WHAT IS ASKED ▸ Below is a block of records; repeat each one exactly.

Object point labels
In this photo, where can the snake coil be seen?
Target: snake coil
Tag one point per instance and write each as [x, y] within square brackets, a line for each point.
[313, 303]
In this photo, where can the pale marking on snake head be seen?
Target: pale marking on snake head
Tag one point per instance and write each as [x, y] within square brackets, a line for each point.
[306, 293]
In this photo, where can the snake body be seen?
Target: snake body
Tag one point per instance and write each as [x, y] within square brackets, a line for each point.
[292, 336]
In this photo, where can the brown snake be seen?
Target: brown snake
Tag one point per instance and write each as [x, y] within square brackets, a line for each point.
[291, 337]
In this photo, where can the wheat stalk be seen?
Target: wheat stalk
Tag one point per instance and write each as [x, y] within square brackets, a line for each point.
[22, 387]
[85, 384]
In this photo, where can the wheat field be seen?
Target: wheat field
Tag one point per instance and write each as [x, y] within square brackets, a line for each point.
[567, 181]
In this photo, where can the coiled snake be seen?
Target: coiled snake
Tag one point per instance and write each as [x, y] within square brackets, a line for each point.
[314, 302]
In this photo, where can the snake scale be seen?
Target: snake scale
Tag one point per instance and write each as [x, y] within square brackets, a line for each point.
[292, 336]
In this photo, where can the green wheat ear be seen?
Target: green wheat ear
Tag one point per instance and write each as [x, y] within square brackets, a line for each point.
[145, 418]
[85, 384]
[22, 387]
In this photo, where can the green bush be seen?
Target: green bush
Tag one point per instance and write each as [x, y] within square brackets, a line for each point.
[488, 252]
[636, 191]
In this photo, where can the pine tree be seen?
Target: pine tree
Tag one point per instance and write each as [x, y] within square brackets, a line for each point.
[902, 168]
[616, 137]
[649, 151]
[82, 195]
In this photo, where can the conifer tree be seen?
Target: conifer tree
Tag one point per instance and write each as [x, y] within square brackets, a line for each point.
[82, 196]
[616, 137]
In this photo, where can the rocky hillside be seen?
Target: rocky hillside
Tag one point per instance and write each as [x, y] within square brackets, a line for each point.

TASK RESULT ▸
In this photo, where can the snake coil be seen?
Target: snake coil
Tag one point per instance and write each as [x, y] within square brackets, a line for each point.
[313, 303]
In this photo, where can the pale marking on snake head be seen?
Target: pale marking on snake head
Tag one point per instance and write each as [x, y] within square brackets, a line for each point.
[306, 293]
In this photo, where can the snake body be seen?
Target: snake body
Tag one point per instance and write each as [x, y] within square brackets, a line for each point.
[292, 336]
In this photo, where can the brown snake be seen?
Target: brown snake
Tag one point per instance and write each as [x, y] within square brackets, a line for each point.
[291, 337]
In this photo, where can the wheat stalk be seen?
Target: wheat stalk
Tag one point per instance and write each as [x, y] within square brackets, a line for each point.
[22, 387]
[85, 384]
In this photo, where can the wheat field be seen?
Target: wheat field
Tag one point per instance and write each as [x, y] within square brackets, a line for each point.
[567, 181]
In this photo, where can the coiled snake be seen?
Target: coiled snake
Tag one point per instance and write each as [x, y] within square brackets, a line for each point.
[314, 302]
In this photo, where can the snake scale be seen?
Target: snake scale
Tag one point per instance and write each as [x, y] within square brackets, a line for each point.
[292, 336]
In this photo, where can the green wheat ear be seen?
Target: green wheat ear
Tag one point per instance and write each as [x, y] within square brackets, a line for each point.
[145, 418]
[85, 384]
[22, 387]
In this photo, where can the green bush be seen?
Target: green bush
Tag one point per instance and write each as [x, y] within square brackets, a line for each point.
[488, 252]
[636, 191]
In this photo, where can the pine tree be seen?
Target: pine tree
Tag one point per instance and write each as [x, y] within square brackets, a line for each point.
[902, 168]
[616, 137]
[649, 151]
[82, 195]
In this photo, where can the conifer tree be seen?
Target: conifer tree
Tag one point per instance and write each as [x, y] within square brackets, a line for each point.
[82, 196]
[616, 137]
In this photo, where can the rocky hillside be seen?
Target: rocky hillside
Tag one point per instance and write each as [x, y] within square brackets, a line for each point.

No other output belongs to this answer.